◆ Tâche brève 1
Traduisez en anglais cette phrase de la source : « Ma dignité, mon honnêteté, ne mêlèrent jamais les circonstances politiques aux objets de ma gratitude. »
◆ Tâche brève 2
Rédigez la suite de la source en reprenant juste après sa dernière phrase.

◆ Source
Ma dignité, mon honnêteté, ne mêlèrent jamais les circonstances politiques aux objets de ma gratitude. Elle est ce qu'elle restera. S'il est vrai que des artistes allemands renièrent laidement les bravos de France pendant la guerre, avec ou sans l'idée de les retrouver en temps de paix, moi je me suis épargnée cette honte, cette goujaterie, et la dignité de mon silence, vis-à-vis de l'Allemagne pendant nos quatre ans de luttes endeuillées, a fait de moi une des nombreuses victimes des mouchards et des dénonciateurs qui déshonorèrent notre corporation d'artistes, non seulement en France, mais en Amérique et partout où ils espéraient en tirer profit.

◆ Données extraites
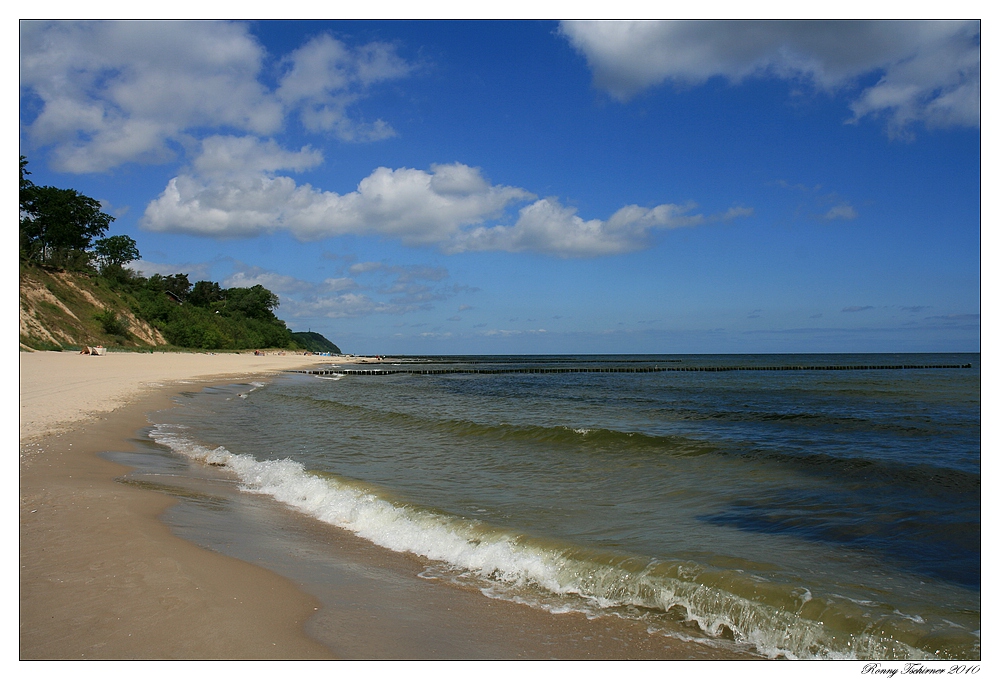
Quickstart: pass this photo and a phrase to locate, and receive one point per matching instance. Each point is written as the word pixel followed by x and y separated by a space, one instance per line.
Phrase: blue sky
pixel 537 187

...

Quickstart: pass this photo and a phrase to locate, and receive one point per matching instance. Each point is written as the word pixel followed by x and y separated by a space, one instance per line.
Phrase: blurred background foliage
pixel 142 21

* * *

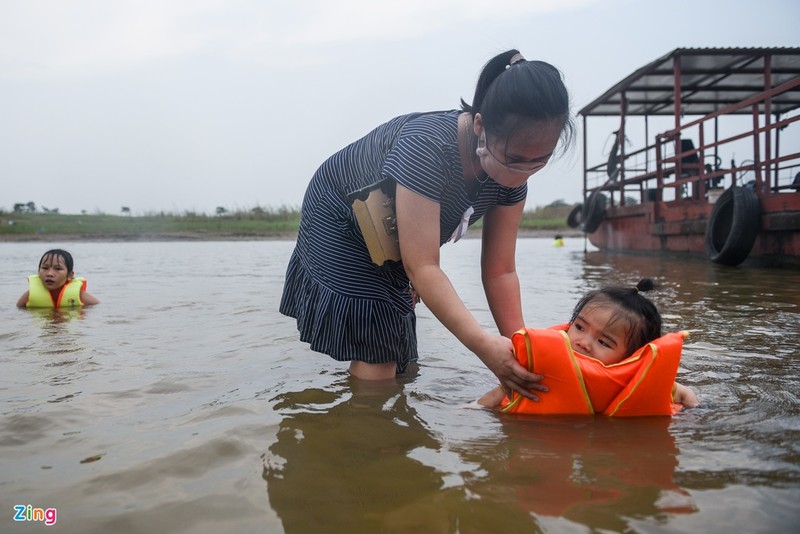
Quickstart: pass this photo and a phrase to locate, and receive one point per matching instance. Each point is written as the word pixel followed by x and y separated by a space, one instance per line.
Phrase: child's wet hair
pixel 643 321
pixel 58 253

◆ Réponse 1
My dignity, my honesty, never mixed political circumstances with the objects of my gratitude.

◆ Réponse 2
La paix fut faite en 1918. Je fus la première artiste française à revenir à Berlin en 1925. J'attendis huit ans - je réfléchis huit ans, puis résolus d'aller la première, au feu de la troublante rencontre... Mais craignant une mauvaise surprise, sait-on jamais ? "Il suffit d'un seul cochon qui crache à l'Église, pour souiller robe blanche bien mise", disait un ancien proverbe, je fis donc d'abord un voyage de touriste, me réservant d'y revenir officiellement en "artiste" si l'atmosphère le permettait "à la Française", car pour rien au monde je n'aurais laissé souiller ce titre-là.

En quarante-huit heures, je fus fixée. Mon arrivée à Berlin se sut très vite, anciens amis, artistes, journalistes, tous, tous me convainquirent qu'il m'était réservé d'être le Pont de la Concorde, de réouvrir les possibilités aux artistes et écrivains Français pacifistes, chrétiennement pensants.

Je cherchais nuit et jour le joint intelligent pour jeter "tout de suite" ma passerelle d'essai en attendant le vrai "Pont de la Concorde"... et je trouvais.

Reinhardt avait eu la gentillesse de m'envoyer des loges pour tous ses théâtres.

J'avais fait là connaissance avec d'étonnants comédiens, nouveaux venus depuis la guerre, et j'écrivis à Reinhardt que je désirais remercier ses collaborateurs en organisant pour "eux seuls" une matinée de chansons de France.

Je leur rendrais, de cette façon, les représentations offertes à moi par eux et par lui.

Reinhardt comprit.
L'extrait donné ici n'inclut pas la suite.